How to complete this task = Leaving out all pictures, transcribe the lines below exactly, from the first through the line containing "Provide the segmentation of every instance of the pumpkin".

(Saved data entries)
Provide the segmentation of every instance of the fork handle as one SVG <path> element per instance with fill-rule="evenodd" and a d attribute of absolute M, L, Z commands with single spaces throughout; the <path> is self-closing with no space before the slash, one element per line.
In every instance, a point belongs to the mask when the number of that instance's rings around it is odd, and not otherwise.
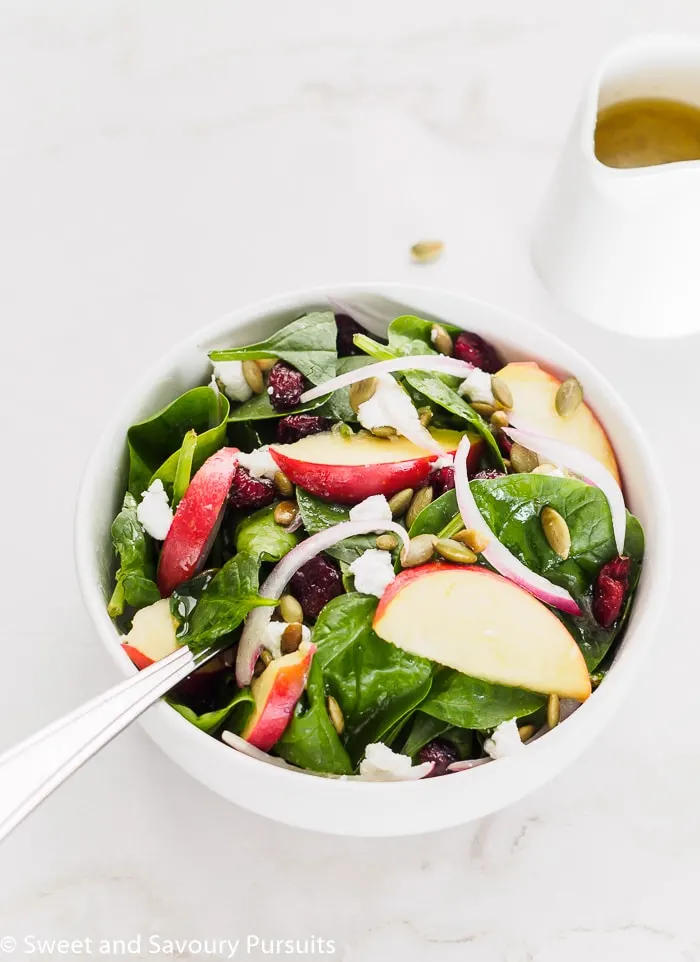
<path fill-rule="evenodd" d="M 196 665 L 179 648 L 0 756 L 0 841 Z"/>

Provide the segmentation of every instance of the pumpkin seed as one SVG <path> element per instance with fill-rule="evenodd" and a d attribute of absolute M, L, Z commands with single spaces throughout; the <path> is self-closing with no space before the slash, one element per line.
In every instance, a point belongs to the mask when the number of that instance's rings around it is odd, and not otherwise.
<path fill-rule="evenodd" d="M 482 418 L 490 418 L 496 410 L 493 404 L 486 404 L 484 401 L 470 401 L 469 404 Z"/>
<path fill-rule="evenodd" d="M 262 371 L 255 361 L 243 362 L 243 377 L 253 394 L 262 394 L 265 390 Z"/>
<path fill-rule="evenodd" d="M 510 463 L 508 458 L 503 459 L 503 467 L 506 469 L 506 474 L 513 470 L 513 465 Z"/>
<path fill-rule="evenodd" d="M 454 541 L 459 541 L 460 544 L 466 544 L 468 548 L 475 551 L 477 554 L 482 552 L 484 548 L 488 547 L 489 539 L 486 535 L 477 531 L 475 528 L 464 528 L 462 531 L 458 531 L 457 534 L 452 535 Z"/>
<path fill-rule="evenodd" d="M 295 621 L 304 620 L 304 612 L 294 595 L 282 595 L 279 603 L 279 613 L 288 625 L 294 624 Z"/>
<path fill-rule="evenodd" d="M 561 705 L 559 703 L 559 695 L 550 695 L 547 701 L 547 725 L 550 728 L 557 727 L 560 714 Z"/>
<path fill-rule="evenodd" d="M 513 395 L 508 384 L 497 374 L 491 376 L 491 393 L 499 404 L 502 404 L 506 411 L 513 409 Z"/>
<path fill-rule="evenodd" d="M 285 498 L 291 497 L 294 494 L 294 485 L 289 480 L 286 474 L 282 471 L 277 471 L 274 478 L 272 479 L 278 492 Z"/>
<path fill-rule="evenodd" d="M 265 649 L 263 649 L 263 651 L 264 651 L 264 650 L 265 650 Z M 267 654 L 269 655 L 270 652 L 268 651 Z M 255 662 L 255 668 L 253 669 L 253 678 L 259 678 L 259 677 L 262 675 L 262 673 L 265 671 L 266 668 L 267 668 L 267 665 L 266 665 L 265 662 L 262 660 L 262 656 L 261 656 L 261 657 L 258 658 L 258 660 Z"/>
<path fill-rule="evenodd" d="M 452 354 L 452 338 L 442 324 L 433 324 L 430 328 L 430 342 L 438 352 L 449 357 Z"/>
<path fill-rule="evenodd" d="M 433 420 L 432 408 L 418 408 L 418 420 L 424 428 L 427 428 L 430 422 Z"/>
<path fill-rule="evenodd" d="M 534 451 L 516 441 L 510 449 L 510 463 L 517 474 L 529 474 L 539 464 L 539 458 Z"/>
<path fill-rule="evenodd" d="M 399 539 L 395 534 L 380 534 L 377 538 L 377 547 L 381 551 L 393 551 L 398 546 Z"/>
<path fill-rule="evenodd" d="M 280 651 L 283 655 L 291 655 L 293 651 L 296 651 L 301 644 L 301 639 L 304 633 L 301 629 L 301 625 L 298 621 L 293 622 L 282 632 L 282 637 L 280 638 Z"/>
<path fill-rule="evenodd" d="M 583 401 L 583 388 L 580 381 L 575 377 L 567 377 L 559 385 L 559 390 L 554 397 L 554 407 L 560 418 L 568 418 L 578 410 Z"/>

Answer section =
Provide the segmentation of every instance of the fork handle as one SVG <path> element per instance with fill-rule="evenodd" and a d attribute of absolute M, L, Z commands with single spaces throughout; the <path> is self-closing with no space before the slash, one element per line.
In every instance, a point belongs to the mask when the number of that instance's rings around it is odd, and not otherwise.
<path fill-rule="evenodd" d="M 196 665 L 179 648 L 0 756 L 0 841 Z"/>

Provide the segmentation of every instance of the pumpkin seed as one SVG <path> element per instance with fill-rule="evenodd" and a d attribute of absolute M, L, Z commands with single spaces throughout; the <path> is self-closing with no space before the slash, one element per line.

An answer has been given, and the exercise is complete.